• **EXTRACTED MATERIAL**:
•••••
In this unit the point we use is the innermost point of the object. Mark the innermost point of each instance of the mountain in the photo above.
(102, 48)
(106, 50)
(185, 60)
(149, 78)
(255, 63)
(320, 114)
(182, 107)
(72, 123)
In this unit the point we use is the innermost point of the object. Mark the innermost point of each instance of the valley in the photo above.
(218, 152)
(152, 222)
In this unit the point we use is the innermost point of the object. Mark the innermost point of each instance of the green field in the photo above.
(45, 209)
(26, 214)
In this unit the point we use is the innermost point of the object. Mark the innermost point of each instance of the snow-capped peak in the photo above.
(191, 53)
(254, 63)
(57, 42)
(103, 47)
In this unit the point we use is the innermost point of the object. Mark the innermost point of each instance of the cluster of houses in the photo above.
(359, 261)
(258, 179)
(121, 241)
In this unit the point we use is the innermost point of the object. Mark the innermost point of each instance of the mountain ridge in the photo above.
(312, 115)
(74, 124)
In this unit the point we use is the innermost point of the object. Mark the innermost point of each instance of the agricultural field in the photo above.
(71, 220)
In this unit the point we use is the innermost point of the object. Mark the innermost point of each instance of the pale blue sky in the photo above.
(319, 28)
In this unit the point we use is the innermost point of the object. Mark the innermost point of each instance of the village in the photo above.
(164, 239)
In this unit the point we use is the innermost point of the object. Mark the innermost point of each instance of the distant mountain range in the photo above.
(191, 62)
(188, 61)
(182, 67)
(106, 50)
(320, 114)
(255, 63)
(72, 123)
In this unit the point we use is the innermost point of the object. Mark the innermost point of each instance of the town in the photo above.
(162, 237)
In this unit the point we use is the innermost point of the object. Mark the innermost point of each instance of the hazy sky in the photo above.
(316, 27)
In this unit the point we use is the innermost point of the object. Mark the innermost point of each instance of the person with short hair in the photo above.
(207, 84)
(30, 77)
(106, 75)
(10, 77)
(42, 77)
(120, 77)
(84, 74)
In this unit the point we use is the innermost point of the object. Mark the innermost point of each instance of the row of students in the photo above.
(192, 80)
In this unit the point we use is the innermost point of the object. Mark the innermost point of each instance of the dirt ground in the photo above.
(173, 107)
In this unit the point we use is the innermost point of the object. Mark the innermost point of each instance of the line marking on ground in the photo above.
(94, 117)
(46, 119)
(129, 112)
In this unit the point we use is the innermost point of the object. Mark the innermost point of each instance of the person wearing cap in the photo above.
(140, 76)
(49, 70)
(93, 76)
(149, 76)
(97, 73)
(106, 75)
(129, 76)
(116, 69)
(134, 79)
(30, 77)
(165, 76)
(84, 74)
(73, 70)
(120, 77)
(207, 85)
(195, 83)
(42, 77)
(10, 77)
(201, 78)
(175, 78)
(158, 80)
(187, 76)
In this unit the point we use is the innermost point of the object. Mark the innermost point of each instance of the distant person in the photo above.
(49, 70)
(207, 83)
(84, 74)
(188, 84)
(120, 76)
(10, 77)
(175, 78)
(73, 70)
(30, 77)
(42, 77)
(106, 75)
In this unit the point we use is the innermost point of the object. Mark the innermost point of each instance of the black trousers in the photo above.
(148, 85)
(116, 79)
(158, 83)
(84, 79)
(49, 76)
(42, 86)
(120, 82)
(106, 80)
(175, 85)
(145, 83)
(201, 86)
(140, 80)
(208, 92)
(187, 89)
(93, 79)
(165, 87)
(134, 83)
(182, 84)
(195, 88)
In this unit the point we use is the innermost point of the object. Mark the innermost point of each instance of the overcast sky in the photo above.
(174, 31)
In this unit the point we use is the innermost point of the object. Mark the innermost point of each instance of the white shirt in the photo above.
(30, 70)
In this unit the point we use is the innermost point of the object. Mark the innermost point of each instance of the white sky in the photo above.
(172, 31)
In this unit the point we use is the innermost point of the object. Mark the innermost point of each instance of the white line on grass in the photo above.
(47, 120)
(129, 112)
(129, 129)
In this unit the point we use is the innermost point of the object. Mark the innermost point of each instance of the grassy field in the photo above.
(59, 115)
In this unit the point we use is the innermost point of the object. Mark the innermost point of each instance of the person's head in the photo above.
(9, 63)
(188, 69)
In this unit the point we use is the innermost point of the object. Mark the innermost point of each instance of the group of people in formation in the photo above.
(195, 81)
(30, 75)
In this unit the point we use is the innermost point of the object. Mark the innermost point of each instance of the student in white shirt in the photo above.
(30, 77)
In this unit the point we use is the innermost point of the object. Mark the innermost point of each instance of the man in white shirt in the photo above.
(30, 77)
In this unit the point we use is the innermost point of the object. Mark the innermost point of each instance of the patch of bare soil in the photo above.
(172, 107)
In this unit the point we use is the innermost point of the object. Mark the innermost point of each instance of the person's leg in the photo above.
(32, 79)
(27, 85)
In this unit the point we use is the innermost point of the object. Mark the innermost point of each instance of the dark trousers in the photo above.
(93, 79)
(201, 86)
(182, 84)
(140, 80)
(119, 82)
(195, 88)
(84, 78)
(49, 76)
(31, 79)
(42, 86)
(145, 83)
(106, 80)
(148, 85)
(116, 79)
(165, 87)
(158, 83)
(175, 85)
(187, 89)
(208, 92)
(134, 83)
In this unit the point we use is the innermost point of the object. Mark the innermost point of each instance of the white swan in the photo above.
•••••
• **WRITTEN PROBLEM**:
Write out the entire listing above word for word, with no changes.

• **EXERCISE SOLUTION**:
In this unit the point we use is the innermost point of the object. Mark the innermost point of each instance of the mountain in the photo above.
(102, 48)
(106, 50)
(185, 60)
(149, 78)
(255, 63)
(320, 114)
(182, 107)
(72, 123)
In this unit the point we use is the innermost point of the object. Mark the innermost point of each instance of the valley in the photo above.
(218, 152)
(152, 222)
In this unit the point we use is the innermost point of the object. Mark the innermost point of each instance of the green field in the photo above.
(45, 209)
(26, 214)
In this unit the point we use is the innermost point of the object. Mark the innermost point of each instance of the snow-capped peak in the photo above.
(191, 53)
(254, 63)
(57, 42)
(103, 47)
In this unit the point we use is the innermost point of the object. Mark the innermost point of each instance of the cluster of houses in the photo above.
(359, 261)
(258, 179)
(121, 241)
In this unit the point we use is the innermost point of the object. Mark the innermost point of each instance of the mountain ridge in the photo above.
(312, 115)
(74, 124)
In this unit the point we use is the innermost point of the object. Mark the innermost point of each instance of the agricultural field in the photo above.
(71, 220)
In this unit the point we use is the innermost point of the object. Mark the innermost point of each instance of the pale blue sky in the photo above.
(319, 28)
In this unit the point we use is the innermost point of the object. Mark the innermost point of each instance of the village in the photo above.
(164, 239)
In this unit the point we use is the innermost point of the object. Mark the innermost point of each instance of the distant mountain range in the photo above.
(191, 62)
(188, 61)
(182, 67)
(106, 50)
(320, 114)
(255, 63)
(72, 123)
In this unit the point we use is the innermost point of the object. Mark the innermost point of each instance of the town in the photo above.
(162, 237)
In this unit the point we use is the innermost point of the object. Mark the innermost point of each instance of the hazy sky in the photo above.
(316, 27)
In this unit the point we use is the innermost point of the object. Mark the innermost point of each instance of the person with short hair in the photo above.
(207, 84)
(30, 77)
(106, 75)
(10, 77)
(42, 77)
(120, 77)
(84, 74)
In this unit the point we use is the innermost point of the object. Mark the innermost point of each instance of the row of students in the photo above.
(192, 80)
In this unit the point we use is the innermost point of the object. Mark the innermost point of each instance of the dirt ground in the photo above.
(173, 107)
In this unit the point we use is the innermost point of the object. Mark the innermost point of each instance of the line marking on ground in the photo above.
(94, 117)
(46, 119)
(129, 112)
In this unit the point we use is the innermost point of the object. Mark the innermost point of each instance of the person wearing cap in the photo above.
(140, 76)
(49, 70)
(93, 76)
(149, 76)
(97, 73)
(106, 75)
(129, 76)
(116, 69)
(134, 79)
(30, 77)
(165, 76)
(84, 74)
(73, 70)
(120, 77)
(207, 85)
(195, 83)
(42, 77)
(10, 77)
(201, 78)
(175, 78)
(158, 80)
(187, 76)
In this unit the point we use is the innermost point of the object. Mark the innermost point of each instance of the distant person in the photo above.
(49, 70)
(207, 83)
(84, 74)
(188, 84)
(120, 76)
(10, 77)
(175, 78)
(73, 70)
(30, 77)
(42, 77)
(106, 75)
In this unit the point we use is the innermost point of the object. Mark the innermost point of each instance of the black trousers in the photo above.
(148, 85)
(116, 79)
(158, 83)
(84, 79)
(49, 76)
(42, 86)
(120, 82)
(106, 80)
(175, 85)
(145, 83)
(201, 86)
(140, 80)
(208, 92)
(187, 89)
(93, 79)
(165, 87)
(134, 83)
(182, 84)
(195, 88)
In this unit the point we use is the innermost point of the object. Mark the innermost point of each instance of the overcast sky in the photo above.
(174, 31)
In this unit the point we use is the innermost point of the object. Mark the innermost point of each instance of the white shirt in the photo above.
(30, 70)
In this unit the point we use is the innermost point of the object. Mark the innermost point of each instance of the white sky in the photo above.
(172, 31)
In this unit the point we use is the innermost point of the object. Mark the innermost point of each instance of the white line on grass in the photo above.
(47, 120)
(129, 112)
(129, 129)
In this unit the point we use is the innermost point of the object. Mark the innermost point of each instance of the grassy field in the photo above.
(59, 115)
In this unit the point we use is the innermost point of the object. Mark the innermost point of each instance of the person's head in the photo above.
(9, 63)
(188, 69)
In this unit the point we use is the innermost point of the object. Mark the innermost point of each instance of the group of people in formation in the photo above.
(195, 81)
(30, 75)
In this unit the point we use is the innermost point of the object. Mark the innermost point of each instance of the student in white shirt in the photo above.
(30, 77)
In this unit the point we use is the innermost point of the object. Mark the innermost point of each instance of the man in white shirt in the photo above.
(30, 77)
In this unit the point we use is the innermost point of the object. Mark the innermost point of each instance of the patch of bare soil in the photo above.
(172, 107)
In this unit the point we use is the innermost point of the object. Mark the innermost point of each instance of the person's leg in the photo above.
(32, 79)
(27, 85)
In this unit the point we use is the innermost point of the object. Mark the innermost point of each instance of the dark trousers in the photo above.
(93, 79)
(201, 86)
(182, 84)
(140, 80)
(119, 82)
(195, 88)
(84, 78)
(49, 76)
(31, 79)
(42, 86)
(145, 83)
(106, 80)
(148, 85)
(116, 79)
(165, 87)
(158, 83)
(175, 85)
(187, 89)
(208, 92)
(134, 83)
In this unit the point we use is the innermost point of the object. Mark the innermost point of each instance of the white swan in the photo above.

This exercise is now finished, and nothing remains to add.